=== Your task ===
Answer these questions from the article header below:
1. Which SARS-CoV-2-specific antibody does the title name?
2. Which journal abbreviation appears in the citation line at the end?
3. Which author is listed last?

=== Document extract ===
━━━━━━━━━━

Limited intestinal inflammation despite diarrhea, fecal viral RNA and SARS-CoV-2-specific IgA in patients with acute COVID-19

Graham J Britton #  1   2 Alice Chen-Liaw #  1   2 Francesca Cossarini #  1   3 Alexandra E Livanos #  1   4 Matthew P Spindler #  1   2 Tamar Plitt  1   2 Joseph Eggers  5 Ilaria Mogno  1   2 Ana S Gonzalez-Reiche  2 Sophia Siu  1   2 Michael Tankelevich  1   4 Lauren Tal Grinspan  4 Rebekah E Dixon  4 Divya Jha  1   4 Adriana van de Guchte  2 Zenab Khan  2 Gustavo Martinez-Delgado  1   4 Fatima Amanat  6   7 Daisy A Hoagland  6   7   8 Benjamin R tenOever  6   8   9 Marla C Dubinsky  4 Miriam Merad  1   5 Harm van Bakel  2 Florian Krammer  6   9 Gerold Bongers  5 Saurabh Mehandru  10   11 Jeremiah J Faith  12   13
Affiliations

Limited intestinal inflammation despite diarrhea, fecal viral RNA and SARS-CoV-2-specific IgA in patients with acute COVID-19

Graham J Britton et al. Sci Rep. .

━━━━━━━━━━

=== Data to examine ===

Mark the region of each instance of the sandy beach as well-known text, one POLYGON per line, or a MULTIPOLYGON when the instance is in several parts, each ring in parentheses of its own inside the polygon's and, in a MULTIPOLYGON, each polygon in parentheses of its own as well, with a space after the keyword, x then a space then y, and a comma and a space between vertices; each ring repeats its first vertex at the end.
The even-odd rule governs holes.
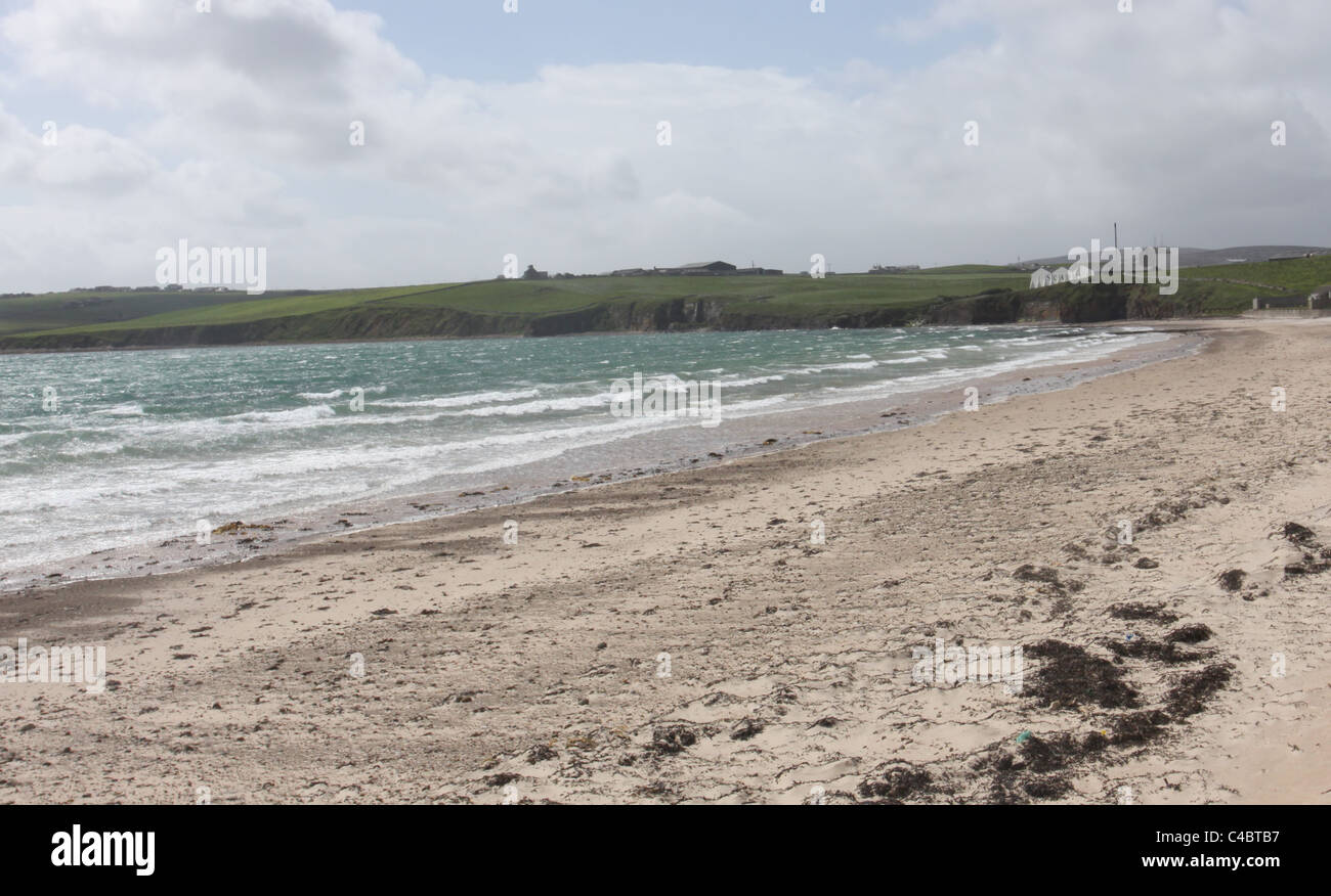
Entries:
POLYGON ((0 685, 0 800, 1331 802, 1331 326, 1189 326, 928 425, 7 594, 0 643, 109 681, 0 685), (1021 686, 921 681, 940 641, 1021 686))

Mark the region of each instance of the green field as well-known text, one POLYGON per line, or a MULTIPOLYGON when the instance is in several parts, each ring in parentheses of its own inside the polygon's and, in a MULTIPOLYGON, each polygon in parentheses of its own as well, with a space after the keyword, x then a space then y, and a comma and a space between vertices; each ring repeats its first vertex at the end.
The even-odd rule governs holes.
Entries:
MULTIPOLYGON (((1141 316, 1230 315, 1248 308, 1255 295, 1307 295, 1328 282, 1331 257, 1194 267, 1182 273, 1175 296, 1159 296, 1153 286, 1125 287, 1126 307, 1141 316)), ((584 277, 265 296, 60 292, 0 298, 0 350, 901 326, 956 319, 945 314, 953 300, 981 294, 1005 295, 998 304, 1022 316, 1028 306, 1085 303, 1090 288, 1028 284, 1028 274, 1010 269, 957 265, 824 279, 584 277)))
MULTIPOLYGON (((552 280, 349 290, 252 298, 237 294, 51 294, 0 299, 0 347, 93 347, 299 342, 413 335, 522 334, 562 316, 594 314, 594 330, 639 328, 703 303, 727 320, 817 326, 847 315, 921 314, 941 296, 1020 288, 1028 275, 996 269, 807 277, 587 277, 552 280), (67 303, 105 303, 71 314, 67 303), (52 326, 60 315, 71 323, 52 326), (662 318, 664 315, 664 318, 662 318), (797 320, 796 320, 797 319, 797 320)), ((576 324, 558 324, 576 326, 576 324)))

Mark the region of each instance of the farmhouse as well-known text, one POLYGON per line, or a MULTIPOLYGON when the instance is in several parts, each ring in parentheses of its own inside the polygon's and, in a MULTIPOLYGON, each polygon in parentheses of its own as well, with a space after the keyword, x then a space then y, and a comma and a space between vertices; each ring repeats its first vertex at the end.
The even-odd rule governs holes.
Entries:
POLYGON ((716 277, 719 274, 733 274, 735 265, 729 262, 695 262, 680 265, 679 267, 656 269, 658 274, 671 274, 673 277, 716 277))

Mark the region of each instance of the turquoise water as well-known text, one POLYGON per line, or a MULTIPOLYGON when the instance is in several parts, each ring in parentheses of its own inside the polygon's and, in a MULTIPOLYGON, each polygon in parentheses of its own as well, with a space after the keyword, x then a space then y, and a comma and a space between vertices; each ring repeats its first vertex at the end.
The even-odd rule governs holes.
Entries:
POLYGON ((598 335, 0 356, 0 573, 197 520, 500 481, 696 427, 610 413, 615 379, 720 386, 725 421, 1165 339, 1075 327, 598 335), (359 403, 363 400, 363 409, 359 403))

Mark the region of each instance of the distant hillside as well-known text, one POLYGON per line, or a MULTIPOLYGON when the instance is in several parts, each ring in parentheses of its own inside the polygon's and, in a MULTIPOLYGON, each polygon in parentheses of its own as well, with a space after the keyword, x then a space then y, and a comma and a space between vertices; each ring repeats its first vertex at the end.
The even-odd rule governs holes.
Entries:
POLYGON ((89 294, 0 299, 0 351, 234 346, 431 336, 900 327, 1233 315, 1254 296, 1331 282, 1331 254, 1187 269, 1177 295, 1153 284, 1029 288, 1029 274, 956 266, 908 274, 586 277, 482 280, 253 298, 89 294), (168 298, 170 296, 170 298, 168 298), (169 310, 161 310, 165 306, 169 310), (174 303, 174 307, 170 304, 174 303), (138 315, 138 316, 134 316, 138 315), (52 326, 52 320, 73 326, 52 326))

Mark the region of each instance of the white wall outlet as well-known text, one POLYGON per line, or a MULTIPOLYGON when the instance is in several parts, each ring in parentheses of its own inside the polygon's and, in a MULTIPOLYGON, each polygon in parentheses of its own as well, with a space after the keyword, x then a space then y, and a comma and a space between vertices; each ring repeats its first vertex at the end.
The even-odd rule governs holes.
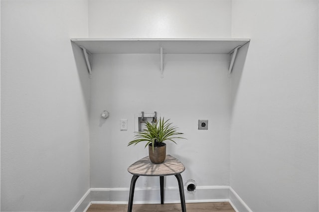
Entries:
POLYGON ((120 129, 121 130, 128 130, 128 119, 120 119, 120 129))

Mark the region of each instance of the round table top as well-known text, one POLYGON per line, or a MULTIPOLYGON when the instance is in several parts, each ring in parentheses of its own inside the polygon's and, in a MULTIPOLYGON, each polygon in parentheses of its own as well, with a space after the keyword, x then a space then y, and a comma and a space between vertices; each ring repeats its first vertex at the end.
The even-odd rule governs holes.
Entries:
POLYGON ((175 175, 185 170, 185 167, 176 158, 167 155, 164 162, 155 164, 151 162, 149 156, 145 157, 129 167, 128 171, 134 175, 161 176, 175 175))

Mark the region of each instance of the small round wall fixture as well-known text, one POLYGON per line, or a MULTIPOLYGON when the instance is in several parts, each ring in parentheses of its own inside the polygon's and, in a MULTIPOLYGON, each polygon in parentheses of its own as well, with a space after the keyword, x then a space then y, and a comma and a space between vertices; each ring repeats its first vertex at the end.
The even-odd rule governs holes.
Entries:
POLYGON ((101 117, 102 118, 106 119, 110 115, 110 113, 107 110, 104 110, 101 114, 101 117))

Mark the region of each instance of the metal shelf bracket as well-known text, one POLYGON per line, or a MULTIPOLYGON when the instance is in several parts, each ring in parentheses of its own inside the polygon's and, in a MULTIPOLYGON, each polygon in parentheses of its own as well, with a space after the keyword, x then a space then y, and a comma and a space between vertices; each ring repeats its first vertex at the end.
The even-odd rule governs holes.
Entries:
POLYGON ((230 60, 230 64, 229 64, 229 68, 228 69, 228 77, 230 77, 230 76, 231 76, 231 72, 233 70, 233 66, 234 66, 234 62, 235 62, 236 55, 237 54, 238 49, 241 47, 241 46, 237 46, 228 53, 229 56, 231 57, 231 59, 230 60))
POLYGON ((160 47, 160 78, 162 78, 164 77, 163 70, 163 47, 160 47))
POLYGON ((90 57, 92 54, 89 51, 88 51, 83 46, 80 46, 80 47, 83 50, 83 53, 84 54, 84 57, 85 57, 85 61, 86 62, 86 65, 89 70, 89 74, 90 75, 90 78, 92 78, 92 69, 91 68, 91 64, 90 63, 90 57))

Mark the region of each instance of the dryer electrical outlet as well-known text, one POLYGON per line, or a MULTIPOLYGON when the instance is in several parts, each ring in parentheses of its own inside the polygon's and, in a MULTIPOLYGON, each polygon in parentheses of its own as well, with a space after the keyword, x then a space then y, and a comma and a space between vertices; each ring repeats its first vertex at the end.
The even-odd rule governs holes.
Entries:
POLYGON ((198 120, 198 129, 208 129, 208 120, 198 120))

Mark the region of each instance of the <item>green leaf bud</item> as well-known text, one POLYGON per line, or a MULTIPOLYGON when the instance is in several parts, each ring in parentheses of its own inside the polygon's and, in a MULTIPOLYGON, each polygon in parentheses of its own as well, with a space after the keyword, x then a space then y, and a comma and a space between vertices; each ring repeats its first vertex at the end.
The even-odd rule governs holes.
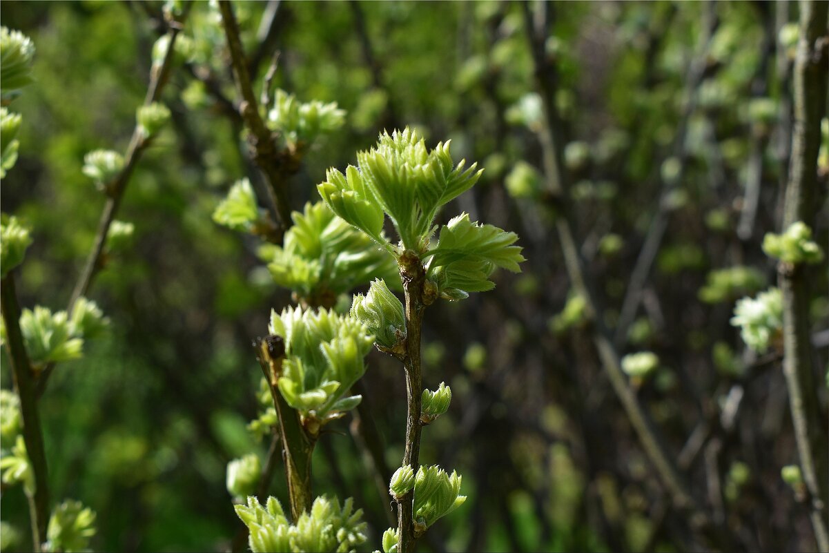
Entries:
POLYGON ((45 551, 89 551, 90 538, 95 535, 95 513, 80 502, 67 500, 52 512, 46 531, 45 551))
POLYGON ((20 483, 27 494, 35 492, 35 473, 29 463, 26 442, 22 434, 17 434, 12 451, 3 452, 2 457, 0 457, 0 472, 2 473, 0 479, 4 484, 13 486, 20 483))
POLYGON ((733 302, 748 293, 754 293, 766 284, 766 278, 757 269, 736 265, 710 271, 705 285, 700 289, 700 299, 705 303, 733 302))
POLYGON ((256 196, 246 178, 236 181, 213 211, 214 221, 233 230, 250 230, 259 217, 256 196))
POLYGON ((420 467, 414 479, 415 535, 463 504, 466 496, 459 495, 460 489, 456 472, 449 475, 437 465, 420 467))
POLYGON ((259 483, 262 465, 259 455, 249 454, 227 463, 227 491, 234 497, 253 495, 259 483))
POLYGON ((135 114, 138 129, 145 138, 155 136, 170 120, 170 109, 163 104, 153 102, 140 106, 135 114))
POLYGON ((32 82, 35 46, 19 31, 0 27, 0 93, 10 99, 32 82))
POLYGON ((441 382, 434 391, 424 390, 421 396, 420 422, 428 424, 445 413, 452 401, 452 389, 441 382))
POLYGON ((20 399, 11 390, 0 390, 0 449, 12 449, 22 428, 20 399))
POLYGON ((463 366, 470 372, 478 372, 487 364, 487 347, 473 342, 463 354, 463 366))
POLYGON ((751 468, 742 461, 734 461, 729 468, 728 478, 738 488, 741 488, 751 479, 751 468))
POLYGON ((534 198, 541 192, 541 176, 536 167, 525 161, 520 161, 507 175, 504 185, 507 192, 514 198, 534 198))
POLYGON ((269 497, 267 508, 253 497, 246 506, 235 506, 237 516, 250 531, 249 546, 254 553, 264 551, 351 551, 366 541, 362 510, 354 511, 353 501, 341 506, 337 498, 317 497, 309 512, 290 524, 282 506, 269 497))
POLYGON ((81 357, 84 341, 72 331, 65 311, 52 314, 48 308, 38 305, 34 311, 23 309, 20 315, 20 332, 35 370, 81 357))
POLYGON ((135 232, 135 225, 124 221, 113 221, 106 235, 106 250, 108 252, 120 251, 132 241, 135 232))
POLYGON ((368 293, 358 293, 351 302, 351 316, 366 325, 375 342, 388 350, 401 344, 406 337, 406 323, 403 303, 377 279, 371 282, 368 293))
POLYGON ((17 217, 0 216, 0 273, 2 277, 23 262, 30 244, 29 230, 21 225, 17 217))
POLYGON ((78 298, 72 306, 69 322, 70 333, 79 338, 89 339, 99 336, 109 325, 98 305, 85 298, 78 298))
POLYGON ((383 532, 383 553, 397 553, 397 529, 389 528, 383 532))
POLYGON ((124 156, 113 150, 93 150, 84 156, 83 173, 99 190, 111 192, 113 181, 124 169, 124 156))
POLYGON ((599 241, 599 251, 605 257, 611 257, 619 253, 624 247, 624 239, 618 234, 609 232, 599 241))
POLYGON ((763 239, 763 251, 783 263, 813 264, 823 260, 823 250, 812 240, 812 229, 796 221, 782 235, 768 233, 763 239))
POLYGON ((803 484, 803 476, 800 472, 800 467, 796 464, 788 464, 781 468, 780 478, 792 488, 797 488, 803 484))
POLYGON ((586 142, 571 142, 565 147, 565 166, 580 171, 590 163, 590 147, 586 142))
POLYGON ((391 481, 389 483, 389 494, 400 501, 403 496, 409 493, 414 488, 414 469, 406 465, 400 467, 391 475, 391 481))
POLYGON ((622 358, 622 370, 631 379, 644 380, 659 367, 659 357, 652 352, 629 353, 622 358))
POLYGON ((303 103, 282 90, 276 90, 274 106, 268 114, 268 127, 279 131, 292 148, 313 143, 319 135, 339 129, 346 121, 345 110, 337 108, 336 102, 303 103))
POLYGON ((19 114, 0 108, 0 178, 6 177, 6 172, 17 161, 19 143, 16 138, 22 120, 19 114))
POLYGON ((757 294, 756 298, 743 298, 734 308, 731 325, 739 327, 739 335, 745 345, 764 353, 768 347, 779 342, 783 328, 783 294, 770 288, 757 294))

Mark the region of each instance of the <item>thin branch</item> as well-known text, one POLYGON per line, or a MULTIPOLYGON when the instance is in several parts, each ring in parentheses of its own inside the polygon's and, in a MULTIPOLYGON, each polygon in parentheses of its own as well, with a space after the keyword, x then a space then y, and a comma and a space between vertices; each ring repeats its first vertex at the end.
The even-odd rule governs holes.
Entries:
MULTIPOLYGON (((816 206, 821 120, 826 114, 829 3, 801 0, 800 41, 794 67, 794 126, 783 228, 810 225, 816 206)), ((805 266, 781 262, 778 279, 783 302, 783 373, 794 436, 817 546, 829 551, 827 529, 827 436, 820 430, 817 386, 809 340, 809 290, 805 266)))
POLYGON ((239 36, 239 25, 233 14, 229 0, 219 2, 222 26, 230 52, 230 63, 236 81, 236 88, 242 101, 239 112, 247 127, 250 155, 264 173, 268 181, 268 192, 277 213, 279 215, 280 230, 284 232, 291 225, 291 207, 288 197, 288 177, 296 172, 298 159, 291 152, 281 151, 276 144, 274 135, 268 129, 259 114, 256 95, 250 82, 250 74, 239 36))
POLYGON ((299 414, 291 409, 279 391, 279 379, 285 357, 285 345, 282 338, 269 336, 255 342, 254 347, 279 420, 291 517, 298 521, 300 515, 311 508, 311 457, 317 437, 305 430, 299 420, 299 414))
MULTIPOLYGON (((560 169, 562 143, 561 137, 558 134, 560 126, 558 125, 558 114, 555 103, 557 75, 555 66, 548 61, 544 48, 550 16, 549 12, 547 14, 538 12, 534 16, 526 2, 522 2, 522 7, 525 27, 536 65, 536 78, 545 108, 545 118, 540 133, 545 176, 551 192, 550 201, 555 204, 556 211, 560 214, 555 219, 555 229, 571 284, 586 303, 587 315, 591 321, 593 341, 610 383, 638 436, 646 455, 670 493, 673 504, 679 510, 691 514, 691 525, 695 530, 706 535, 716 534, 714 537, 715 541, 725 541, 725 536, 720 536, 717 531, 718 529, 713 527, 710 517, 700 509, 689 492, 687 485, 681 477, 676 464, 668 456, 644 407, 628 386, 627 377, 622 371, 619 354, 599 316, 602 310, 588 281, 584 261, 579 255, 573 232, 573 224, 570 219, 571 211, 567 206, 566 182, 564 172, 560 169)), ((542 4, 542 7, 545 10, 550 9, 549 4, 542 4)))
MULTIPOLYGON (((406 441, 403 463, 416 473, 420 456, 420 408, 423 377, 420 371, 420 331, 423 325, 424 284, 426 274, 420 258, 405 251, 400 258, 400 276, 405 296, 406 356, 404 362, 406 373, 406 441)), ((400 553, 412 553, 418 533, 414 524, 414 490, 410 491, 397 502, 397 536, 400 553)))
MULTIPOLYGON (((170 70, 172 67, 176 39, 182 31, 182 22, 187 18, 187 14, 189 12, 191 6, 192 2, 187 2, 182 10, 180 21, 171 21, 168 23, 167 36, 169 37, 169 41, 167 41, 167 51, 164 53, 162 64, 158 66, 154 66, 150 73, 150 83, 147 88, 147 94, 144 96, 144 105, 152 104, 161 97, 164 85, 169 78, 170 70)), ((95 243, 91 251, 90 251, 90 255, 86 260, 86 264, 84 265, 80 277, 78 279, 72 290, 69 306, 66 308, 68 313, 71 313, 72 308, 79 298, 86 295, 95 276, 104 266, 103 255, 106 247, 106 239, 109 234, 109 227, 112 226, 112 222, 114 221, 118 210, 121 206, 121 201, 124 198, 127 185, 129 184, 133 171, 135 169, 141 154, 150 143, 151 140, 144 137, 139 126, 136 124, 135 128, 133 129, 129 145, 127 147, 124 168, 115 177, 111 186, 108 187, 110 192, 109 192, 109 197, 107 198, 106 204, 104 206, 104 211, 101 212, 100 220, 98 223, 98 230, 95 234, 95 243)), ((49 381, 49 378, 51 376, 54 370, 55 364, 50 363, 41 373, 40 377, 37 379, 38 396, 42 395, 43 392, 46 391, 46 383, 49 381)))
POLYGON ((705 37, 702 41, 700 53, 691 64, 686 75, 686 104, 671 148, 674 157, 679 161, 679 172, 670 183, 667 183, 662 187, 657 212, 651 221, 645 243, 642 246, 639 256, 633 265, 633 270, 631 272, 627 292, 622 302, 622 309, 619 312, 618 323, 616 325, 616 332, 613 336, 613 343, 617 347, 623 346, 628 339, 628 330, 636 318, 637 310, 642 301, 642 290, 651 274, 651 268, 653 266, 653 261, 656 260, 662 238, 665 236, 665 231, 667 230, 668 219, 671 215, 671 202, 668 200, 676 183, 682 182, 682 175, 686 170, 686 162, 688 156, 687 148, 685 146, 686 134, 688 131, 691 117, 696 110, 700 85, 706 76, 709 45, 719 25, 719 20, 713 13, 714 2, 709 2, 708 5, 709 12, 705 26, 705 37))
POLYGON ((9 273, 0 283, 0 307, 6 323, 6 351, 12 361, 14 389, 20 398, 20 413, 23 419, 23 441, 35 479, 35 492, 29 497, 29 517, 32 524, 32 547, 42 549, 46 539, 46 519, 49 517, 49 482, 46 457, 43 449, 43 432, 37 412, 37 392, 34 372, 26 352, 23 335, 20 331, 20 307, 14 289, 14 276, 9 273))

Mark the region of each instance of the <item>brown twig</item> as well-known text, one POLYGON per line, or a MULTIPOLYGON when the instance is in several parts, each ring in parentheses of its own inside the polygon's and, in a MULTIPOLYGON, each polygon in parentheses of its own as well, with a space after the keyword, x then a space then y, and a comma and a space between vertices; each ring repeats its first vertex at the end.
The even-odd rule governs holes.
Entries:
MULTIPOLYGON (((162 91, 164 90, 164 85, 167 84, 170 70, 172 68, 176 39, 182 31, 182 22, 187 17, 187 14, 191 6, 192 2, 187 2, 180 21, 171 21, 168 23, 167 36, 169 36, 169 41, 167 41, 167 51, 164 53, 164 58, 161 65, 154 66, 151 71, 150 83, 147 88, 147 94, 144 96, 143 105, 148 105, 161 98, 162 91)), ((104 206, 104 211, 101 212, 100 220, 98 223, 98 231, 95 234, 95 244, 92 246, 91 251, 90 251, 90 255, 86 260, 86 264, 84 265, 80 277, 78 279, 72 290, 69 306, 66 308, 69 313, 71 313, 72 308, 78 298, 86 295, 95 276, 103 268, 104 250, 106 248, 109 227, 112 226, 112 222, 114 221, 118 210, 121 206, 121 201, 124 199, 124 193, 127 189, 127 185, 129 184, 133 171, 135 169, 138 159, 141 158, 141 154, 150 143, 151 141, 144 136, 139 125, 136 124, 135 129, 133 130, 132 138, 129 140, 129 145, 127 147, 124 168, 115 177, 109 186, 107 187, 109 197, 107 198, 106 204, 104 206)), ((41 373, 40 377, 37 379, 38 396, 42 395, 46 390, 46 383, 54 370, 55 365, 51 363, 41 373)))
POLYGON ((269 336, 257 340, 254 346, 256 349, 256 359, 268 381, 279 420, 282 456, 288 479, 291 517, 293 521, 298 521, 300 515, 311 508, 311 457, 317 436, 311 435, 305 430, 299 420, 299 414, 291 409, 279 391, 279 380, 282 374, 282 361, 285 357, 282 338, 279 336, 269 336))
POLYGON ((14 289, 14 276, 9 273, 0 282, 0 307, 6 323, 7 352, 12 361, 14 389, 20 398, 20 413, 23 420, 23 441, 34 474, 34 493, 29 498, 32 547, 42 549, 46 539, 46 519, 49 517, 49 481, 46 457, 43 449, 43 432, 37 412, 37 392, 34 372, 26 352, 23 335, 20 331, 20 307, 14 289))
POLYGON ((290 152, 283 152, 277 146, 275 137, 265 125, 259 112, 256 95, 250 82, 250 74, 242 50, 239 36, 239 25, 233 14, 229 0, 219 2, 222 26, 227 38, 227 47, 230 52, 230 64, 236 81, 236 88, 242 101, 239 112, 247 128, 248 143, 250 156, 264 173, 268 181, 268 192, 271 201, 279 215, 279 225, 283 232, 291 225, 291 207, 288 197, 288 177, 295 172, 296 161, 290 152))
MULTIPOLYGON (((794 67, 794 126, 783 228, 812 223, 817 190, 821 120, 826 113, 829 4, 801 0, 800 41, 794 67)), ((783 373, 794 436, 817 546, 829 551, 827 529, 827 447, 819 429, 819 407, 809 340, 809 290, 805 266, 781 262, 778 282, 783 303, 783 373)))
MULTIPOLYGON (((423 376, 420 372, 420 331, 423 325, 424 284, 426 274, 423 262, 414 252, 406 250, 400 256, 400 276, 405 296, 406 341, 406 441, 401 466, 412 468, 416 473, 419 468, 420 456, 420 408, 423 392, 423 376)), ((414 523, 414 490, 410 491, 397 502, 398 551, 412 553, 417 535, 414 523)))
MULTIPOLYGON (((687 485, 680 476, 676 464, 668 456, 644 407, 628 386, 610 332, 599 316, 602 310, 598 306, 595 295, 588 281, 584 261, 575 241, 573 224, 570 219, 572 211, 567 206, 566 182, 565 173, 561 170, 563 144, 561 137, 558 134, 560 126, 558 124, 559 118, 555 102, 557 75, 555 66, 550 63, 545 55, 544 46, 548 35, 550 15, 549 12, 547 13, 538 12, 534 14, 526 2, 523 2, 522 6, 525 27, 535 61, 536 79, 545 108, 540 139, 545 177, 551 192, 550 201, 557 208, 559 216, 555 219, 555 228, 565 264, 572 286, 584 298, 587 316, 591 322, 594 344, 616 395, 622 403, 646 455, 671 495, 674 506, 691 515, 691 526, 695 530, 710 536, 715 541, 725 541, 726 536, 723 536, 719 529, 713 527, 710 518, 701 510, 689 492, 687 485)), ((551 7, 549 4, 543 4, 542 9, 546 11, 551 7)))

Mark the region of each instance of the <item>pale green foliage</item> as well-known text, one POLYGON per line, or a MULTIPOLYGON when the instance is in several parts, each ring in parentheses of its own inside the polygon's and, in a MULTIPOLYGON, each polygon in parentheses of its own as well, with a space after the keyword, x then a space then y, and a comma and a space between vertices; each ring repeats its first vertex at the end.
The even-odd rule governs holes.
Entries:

━━━━━━━━━━

=== Final answer ===
1. IgA
2. Sci Rep
3. Jeremiah J Faith